## TASK DATA

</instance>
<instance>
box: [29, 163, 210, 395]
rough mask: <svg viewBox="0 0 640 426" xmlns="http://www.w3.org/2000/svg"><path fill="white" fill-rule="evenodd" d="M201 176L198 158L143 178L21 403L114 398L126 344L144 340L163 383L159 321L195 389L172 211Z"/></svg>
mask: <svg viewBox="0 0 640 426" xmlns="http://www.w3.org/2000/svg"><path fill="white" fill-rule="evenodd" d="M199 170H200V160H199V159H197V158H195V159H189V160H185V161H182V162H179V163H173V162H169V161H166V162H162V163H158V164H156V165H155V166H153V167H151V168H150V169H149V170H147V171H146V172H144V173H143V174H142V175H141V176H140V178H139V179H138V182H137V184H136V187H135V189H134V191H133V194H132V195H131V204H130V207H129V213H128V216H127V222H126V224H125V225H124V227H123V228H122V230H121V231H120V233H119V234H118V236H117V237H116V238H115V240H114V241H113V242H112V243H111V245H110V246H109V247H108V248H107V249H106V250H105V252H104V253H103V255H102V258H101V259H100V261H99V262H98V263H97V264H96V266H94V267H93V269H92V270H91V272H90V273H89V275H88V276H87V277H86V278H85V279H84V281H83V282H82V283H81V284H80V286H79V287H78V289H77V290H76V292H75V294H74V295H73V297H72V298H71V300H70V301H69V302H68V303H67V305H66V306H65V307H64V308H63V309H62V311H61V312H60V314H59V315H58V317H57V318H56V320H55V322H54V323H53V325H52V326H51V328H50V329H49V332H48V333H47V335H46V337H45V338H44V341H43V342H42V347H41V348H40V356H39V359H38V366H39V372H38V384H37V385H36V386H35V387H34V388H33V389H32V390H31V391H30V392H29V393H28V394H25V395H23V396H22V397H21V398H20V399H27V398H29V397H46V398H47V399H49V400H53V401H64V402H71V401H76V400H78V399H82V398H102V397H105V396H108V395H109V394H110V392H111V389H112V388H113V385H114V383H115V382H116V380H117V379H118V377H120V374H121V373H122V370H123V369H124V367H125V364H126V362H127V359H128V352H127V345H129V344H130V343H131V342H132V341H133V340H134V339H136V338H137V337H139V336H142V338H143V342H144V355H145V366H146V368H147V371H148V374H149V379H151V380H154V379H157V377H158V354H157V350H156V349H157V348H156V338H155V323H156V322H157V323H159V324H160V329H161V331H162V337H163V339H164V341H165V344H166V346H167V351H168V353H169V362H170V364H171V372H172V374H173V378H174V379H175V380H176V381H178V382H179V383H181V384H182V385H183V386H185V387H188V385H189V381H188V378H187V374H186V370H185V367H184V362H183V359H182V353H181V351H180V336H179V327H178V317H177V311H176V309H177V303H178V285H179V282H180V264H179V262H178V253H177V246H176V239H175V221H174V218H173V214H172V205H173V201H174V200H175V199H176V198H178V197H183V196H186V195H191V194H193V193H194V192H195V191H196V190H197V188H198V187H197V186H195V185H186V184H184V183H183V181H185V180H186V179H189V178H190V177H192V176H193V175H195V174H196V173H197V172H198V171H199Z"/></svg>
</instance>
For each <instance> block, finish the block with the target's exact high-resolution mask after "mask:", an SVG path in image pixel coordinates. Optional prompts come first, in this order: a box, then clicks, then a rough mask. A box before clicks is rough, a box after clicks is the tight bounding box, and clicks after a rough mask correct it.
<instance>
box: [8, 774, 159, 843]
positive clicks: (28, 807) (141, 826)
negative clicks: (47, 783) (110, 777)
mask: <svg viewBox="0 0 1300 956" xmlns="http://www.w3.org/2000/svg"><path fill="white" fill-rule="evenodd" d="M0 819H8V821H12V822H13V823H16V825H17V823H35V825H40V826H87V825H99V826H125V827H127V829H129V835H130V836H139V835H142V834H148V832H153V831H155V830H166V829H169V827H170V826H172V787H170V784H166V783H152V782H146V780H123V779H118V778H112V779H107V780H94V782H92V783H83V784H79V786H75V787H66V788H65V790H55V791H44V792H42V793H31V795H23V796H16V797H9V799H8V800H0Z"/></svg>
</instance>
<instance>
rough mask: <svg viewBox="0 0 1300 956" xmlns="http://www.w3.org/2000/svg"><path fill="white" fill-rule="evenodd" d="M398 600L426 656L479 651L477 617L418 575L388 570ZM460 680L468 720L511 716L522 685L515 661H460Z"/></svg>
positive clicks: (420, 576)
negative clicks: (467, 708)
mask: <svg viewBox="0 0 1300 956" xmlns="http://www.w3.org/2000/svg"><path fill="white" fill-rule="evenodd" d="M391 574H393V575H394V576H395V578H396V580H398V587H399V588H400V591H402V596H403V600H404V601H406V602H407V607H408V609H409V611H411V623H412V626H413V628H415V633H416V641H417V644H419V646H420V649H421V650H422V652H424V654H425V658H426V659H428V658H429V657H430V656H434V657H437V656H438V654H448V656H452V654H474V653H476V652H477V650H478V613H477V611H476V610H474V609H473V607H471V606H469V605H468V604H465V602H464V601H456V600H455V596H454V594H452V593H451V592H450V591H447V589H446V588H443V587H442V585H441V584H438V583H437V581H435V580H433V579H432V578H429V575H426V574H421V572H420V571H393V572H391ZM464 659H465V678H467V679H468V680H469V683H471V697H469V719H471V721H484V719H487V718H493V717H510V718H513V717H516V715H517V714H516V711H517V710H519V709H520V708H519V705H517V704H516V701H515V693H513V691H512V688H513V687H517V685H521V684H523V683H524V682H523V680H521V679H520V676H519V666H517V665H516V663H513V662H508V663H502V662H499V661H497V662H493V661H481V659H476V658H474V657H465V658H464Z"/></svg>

## AIM OF THE EXERCISE
Reproduce the entire listing above verbatim, from its first line through its last.

## TASK OUTPUT
</instance>
<instance>
box: [29, 163, 210, 395]
rough mask: <svg viewBox="0 0 640 426" xmlns="http://www.w3.org/2000/svg"><path fill="white" fill-rule="evenodd" d="M201 176L198 158L143 178L21 403L114 398L126 344L144 340L163 383L159 321L195 389L172 211Z"/></svg>
mask: <svg viewBox="0 0 640 426" xmlns="http://www.w3.org/2000/svg"><path fill="white" fill-rule="evenodd" d="M199 170H200V160H199V159H197V158H195V159H189V160H185V161H182V162H179V163H173V162H169V161H166V162H162V163H158V164H156V165H155V166H153V167H151V168H150V169H149V170H147V171H146V172H144V173H143V174H142V175H141V176H140V178H139V179H138V182H137V184H136V187H135V189H134V191H133V194H132V195H131V204H130V207H129V213H128V216H127V222H126V224H125V225H124V227H123V228H122V230H121V231H120V233H119V234H118V236H117V237H116V238H115V240H114V241H113V242H112V243H111V245H110V246H109V247H108V248H107V249H106V250H105V252H104V253H103V255H102V258H101V259H100V261H99V262H98V263H97V264H96V266H94V267H93V269H92V270H91V272H90V273H89V275H88V276H87V277H86V278H85V279H84V281H83V282H82V283H81V284H80V286H79V287H78V289H77V290H76V292H75V294H74V295H73V297H72V298H71V300H70V301H69V302H68V303H67V305H66V306H65V307H64V308H63V309H62V311H61V312H60V314H59V315H58V317H57V318H56V320H55V322H54V323H53V325H52V326H51V328H50V329H49V332H48V333H47V335H46V337H45V338H44V341H43V342H42V347H41V348H40V356H39V359H38V366H39V372H38V384H37V385H36V386H35V387H34V388H33V389H32V390H31V391H30V392H29V393H28V394H25V395H23V396H22V397H21V398H20V399H27V398H29V397H46V398H47V399H49V400H53V401H64V402H71V401H76V400H78V399H82V398H102V397H105V396H108V395H109V394H110V392H111V389H112V388H113V385H114V383H115V382H116V380H117V379H118V377H120V374H121V373H122V370H123V369H124V367H125V364H126V362H127V359H128V352H127V345H129V344H130V343H131V342H132V341H133V340H134V339H136V338H137V337H139V336H142V338H143V342H144V355H145V366H146V368H147V371H148V374H149V379H151V380H154V379H157V377H158V354H157V350H156V349H157V348H156V338H155V323H156V322H157V323H159V324H160V329H161V331H162V337H163V339H164V341H165V344H166V346H167V351H168V353H169V362H170V364H171V372H172V374H173V378H174V379H175V380H176V381H178V382H179V383H181V384H182V385H183V386H185V387H188V385H189V381H188V378H187V374H186V370H185V367H184V362H183V359H182V353H181V351H180V336H179V327H178V317H177V311H176V309H177V303H178V285H179V282H180V264H179V262H178V253H177V246H176V239H175V221H174V218H173V214H172V205H173V201H174V200H175V199H176V198H178V197H183V196H186V195H191V194H193V193H194V192H195V191H196V190H197V188H198V187H197V186H195V185H186V184H184V183H183V181H185V180H186V179H189V178H190V177H192V176H193V175H195V174H196V173H197V172H198V171H199Z"/></svg>
</instance>
For each <instance> block, finish the block with the target's exact high-resolution mask after "mask:", an SVG path in image pixel coordinates. Optional prompts come first, in this order: a box, then clicks, then a rough mask. A box before clicks is rough, a box after clicks is the tight bounding box, and clicks after a rough mask correct it.
<instance>
box: [8, 774, 159, 843]
positive clicks: (28, 807) (141, 826)
negative clicks: (47, 783) (110, 777)
mask: <svg viewBox="0 0 1300 956" xmlns="http://www.w3.org/2000/svg"><path fill="white" fill-rule="evenodd" d="M0 819H8V821H12V822H13V823H16V825H17V823H35V825H40V826H87V825H99V826H125V827H127V829H129V835H130V836H139V835H142V834H148V832H153V831H155V830H166V829H169V827H170V826H172V787H170V784H166V783H152V782H146V780H123V779H118V778H112V779H107V780H94V782H92V783H83V784H79V786H75V787H66V788H65V790H55V791H44V792H42V793H31V795H23V796H16V797H9V799H8V800H0Z"/></svg>
</instance>
<instance>
rough mask: <svg viewBox="0 0 1300 956" xmlns="http://www.w3.org/2000/svg"><path fill="white" fill-rule="evenodd" d="M398 600L426 656L479 651L477 617L418 575L388 570ZM460 680L468 720L511 716L522 685L515 661H460Z"/></svg>
positive clicks: (420, 576)
negative clicks: (467, 708)
mask: <svg viewBox="0 0 1300 956" xmlns="http://www.w3.org/2000/svg"><path fill="white" fill-rule="evenodd" d="M391 574H393V575H394V576H395V578H396V580H398V587H399V588H400V591H402V596H403V600H404V601H406V602H407V607H408V609H409V611H411V623H412V626H413V628H415V633H416V641H417V644H419V646H420V649H421V650H422V652H424V654H425V658H426V659H428V658H429V657H430V656H434V657H437V656H438V654H448V656H452V654H474V653H476V652H477V650H478V613H477V611H476V610H474V609H473V607H471V606H469V605H468V604H465V602H464V601H456V600H455V596H454V594H452V593H451V592H450V591H447V589H446V588H443V587H442V585H441V584H438V583H437V581H435V580H433V579H432V578H429V575H426V574H421V572H420V571H393V572H391ZM464 659H465V678H467V679H468V680H469V683H471V697H469V719H471V721H484V719H487V718H493V717H510V718H513V717H516V715H517V714H516V711H517V710H519V709H520V708H519V705H517V704H516V701H515V693H513V691H512V688H513V687H517V685H521V684H523V683H524V682H523V680H521V679H520V676H519V666H517V665H516V663H513V662H508V663H502V662H499V661H497V662H493V661H481V659H476V658H474V657H465V658H464Z"/></svg>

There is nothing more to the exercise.